:: OBJECTIVE ::
Reproduce exactly the lines from the one containing "Where can you spot the cheering" through the last line of the records below, both included, and nothing else.

==*==

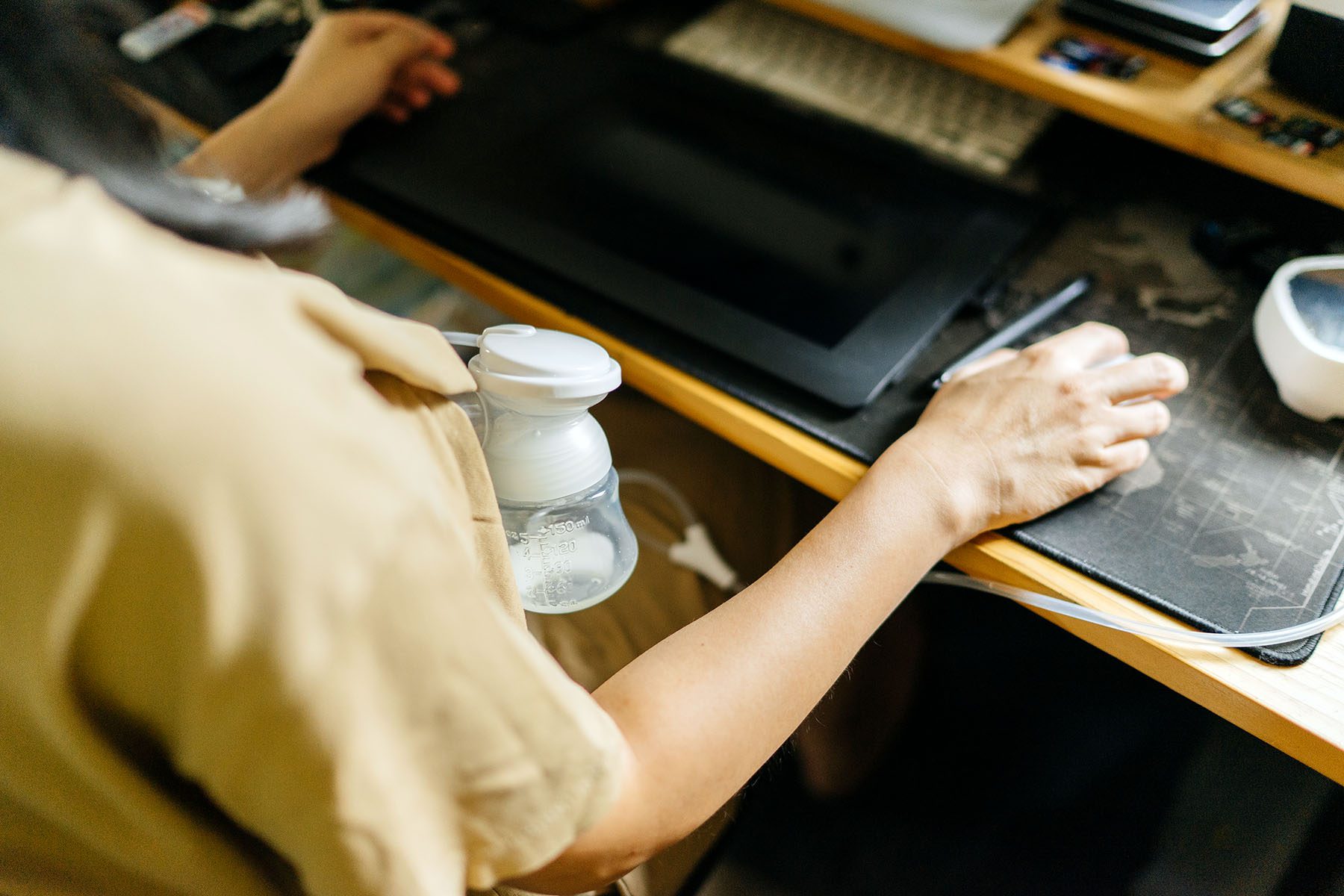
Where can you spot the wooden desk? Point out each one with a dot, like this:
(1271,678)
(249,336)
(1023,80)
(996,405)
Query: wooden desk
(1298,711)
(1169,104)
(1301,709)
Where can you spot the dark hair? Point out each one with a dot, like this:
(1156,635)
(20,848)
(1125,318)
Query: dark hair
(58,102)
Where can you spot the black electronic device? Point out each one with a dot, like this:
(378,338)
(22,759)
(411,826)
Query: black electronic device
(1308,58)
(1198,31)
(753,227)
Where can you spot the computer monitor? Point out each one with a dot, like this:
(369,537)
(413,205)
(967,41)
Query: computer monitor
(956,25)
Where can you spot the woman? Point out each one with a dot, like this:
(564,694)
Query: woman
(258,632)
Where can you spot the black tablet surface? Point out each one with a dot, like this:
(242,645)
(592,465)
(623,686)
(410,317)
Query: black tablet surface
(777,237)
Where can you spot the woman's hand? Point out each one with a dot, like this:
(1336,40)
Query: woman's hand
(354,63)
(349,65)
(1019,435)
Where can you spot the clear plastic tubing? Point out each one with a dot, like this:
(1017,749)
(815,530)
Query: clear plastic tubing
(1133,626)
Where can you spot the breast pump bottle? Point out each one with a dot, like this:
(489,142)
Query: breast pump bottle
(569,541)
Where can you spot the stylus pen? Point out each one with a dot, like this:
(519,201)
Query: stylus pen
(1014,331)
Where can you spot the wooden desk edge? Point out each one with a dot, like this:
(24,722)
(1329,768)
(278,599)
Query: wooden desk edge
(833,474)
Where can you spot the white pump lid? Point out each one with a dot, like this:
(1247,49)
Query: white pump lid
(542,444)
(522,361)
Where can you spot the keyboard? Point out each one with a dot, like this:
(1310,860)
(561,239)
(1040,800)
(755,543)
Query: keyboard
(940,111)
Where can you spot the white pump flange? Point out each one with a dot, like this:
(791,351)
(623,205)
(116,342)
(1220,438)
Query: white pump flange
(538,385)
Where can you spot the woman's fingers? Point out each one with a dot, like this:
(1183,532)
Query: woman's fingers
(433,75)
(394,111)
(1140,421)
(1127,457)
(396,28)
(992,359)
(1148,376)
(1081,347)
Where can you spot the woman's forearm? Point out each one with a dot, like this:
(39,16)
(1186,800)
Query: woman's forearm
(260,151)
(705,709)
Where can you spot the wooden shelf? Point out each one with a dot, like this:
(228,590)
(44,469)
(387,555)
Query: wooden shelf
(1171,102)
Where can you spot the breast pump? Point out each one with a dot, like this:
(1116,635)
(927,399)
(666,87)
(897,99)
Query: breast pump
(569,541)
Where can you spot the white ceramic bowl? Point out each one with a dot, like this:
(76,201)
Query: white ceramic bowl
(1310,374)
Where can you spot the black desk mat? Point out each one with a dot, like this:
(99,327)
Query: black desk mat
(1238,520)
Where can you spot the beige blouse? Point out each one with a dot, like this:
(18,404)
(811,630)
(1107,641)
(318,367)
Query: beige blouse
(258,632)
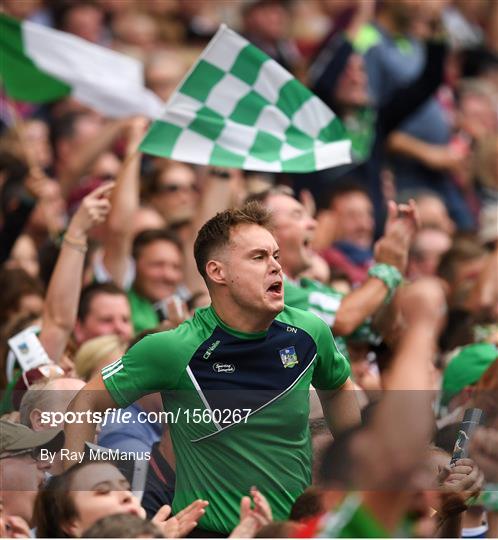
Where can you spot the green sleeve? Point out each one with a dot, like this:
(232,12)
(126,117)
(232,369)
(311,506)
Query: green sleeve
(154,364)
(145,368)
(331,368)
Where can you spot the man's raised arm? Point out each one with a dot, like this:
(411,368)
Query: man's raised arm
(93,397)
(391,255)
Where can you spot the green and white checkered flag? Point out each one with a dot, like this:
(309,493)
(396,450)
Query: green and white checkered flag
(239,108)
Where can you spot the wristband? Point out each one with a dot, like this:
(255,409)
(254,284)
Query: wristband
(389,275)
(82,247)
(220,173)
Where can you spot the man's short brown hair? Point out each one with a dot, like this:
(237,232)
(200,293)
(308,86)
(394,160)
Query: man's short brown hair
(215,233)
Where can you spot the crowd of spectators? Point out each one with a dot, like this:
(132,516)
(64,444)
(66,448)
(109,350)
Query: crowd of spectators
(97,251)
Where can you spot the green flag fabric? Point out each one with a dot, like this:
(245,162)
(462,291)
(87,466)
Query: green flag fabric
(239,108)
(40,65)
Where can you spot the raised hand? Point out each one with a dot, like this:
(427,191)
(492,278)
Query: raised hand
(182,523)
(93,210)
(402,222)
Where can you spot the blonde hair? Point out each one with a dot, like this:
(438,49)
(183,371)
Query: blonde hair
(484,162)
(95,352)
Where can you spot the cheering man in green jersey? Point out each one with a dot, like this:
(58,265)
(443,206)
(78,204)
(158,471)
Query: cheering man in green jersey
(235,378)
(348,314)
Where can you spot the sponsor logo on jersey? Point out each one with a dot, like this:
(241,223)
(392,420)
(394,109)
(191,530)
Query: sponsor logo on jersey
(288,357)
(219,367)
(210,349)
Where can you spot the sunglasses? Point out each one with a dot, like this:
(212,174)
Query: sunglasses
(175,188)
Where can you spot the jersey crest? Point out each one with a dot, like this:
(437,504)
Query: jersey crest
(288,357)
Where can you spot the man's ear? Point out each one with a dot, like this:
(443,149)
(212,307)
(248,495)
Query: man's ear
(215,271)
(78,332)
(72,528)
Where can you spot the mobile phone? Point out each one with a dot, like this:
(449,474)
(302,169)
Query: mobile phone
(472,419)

==*==

:: OUTPUT FOR THIS EXERCISE ::
Where can you spot the cheering man in green jersey? Point out each one with a dot, like this:
(58,265)
(443,206)
(78,204)
(158,471)
Query: cheering man in green jersey
(235,378)
(348,314)
Where can you spot the sponsor logo on jersey? Point out each one with a dot, like this:
(241,223)
(392,420)
(394,109)
(191,530)
Query: sponsor logo on jersey
(288,357)
(219,367)
(210,349)
Where can you spot the sunglasses? Point out each one with a dot, like this:
(212,174)
Query: sunglasses
(175,188)
Where can you spot the jersey crest? Point out each one with a dot, like this:
(437,504)
Query: jersey crest
(288,357)
Where can you spot the man's ear? Point out each one with a dot, like this:
(443,149)
(212,307)
(248,495)
Query: man's ear
(215,271)
(78,332)
(72,528)
Where can you spot the mobile phone? Point out each one with a dot, like this:
(449,474)
(302,169)
Query: mobile phone
(472,419)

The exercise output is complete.